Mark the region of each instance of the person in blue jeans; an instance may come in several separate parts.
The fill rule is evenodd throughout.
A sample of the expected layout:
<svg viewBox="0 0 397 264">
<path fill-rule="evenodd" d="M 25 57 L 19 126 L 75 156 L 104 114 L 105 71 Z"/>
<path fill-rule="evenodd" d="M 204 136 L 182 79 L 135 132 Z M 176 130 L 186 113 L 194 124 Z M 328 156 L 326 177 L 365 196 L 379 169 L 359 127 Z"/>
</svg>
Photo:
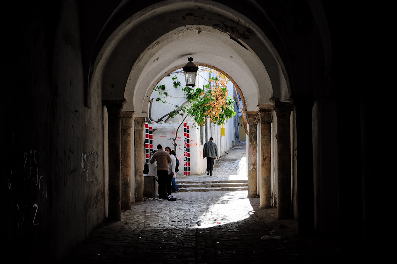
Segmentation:
<svg viewBox="0 0 397 264">
<path fill-rule="evenodd" d="M 173 156 L 175 157 L 175 160 L 176 160 L 177 157 L 176 157 L 176 153 L 175 153 L 175 151 L 174 151 L 174 150 L 171 150 L 171 159 L 172 159 L 172 156 Z M 175 177 L 176 177 L 176 174 L 176 174 L 176 172 L 177 172 L 177 171 L 177 171 L 177 168 L 176 168 L 176 167 L 175 167 L 175 173 L 174 173 L 174 175 L 172 176 L 172 178 L 171 179 L 171 183 L 172 183 L 172 192 L 178 192 L 178 191 L 179 191 L 179 188 L 178 187 L 178 185 L 177 185 L 177 183 L 175 182 Z"/>
</svg>

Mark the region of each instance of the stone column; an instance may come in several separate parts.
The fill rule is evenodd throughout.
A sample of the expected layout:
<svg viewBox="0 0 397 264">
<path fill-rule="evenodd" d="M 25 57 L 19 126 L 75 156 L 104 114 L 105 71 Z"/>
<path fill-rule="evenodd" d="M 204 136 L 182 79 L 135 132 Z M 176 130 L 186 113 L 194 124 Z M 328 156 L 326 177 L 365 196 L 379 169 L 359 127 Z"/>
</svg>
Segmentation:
═══
Copy the listing from the line with "Mark the region of each instance of the stone" through the end of the listing, changing "stone column" to "marble pillar" and leaving everything else the same.

Mark the region of each instance of the marble pillar; an instance may come in several separate parts.
The fill rule is evenodd throughout.
A sample of the expected layout:
<svg viewBox="0 0 397 264">
<path fill-rule="evenodd" d="M 25 57 L 19 126 L 75 156 L 104 114 L 105 71 Z"/>
<path fill-rule="evenodd" d="M 204 136 L 182 79 L 135 132 Z M 176 130 L 186 113 L 194 124 Z M 328 156 L 326 177 L 365 196 L 379 169 L 359 127 Z"/>
</svg>
Segmentation:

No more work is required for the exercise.